**Exercise:** Begin at the line that has "beam in the photo above." and stop at the end of the items. Write out every line in that span, instructions as well as answers, and shift each x and y coordinate in the answers up by 27.

**Supplied records:**
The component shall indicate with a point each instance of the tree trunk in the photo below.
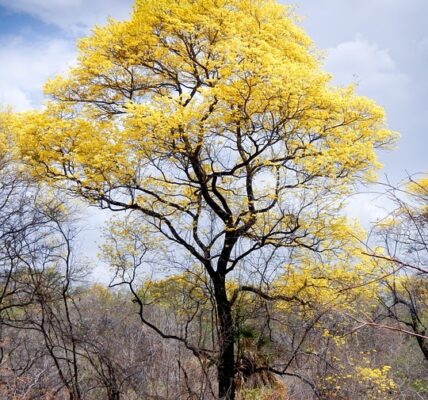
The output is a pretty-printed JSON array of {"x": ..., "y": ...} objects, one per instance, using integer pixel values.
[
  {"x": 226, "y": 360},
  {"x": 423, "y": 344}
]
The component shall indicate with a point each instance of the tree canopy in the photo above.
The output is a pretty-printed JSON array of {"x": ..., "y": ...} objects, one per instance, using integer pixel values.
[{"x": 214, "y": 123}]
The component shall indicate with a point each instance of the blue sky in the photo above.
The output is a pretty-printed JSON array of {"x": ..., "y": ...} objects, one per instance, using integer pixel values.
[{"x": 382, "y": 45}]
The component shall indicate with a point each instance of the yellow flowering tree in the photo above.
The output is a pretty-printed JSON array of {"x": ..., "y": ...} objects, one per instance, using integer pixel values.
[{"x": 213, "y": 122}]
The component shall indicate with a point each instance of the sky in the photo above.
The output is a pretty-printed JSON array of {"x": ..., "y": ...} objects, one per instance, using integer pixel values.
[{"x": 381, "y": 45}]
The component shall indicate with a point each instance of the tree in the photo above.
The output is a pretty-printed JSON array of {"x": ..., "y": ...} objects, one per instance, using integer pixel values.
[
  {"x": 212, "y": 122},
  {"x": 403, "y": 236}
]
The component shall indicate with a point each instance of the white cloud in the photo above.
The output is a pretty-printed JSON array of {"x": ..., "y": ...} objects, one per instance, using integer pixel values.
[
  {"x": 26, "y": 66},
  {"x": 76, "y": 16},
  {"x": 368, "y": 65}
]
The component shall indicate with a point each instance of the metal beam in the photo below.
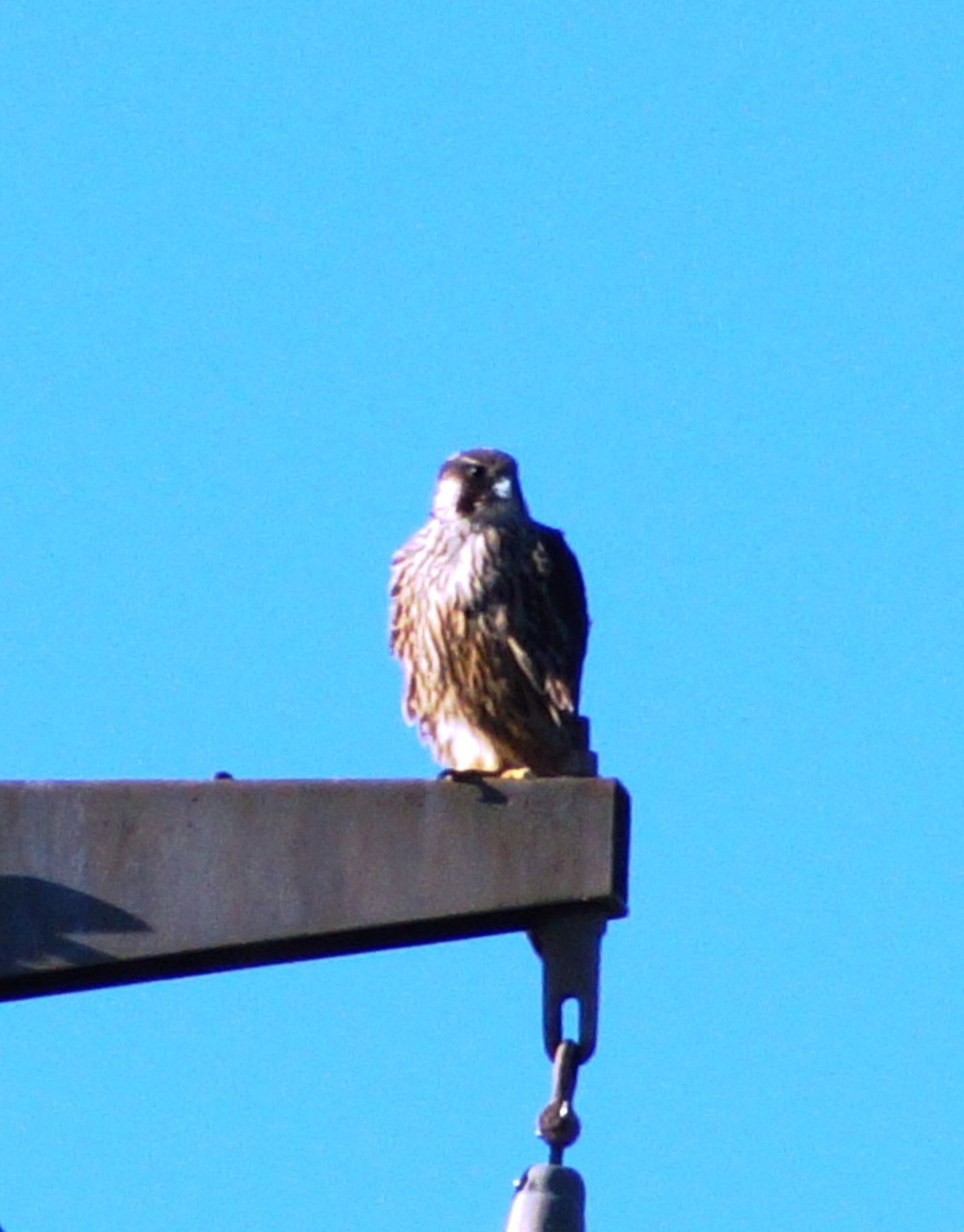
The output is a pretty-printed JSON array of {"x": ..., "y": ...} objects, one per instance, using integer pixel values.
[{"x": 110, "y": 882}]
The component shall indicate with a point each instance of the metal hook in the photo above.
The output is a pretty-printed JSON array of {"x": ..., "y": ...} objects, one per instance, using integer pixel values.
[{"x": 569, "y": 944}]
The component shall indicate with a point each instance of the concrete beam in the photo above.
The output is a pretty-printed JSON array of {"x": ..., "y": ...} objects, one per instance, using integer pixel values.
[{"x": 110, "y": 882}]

**Answer to this task:**
The component shall indicate with a point each instance of the concrete beam in the photo above.
The output is a pretty-printed JSON array of {"x": ..., "y": ...} objects, one per instance, using integer pixel values.
[{"x": 137, "y": 909}]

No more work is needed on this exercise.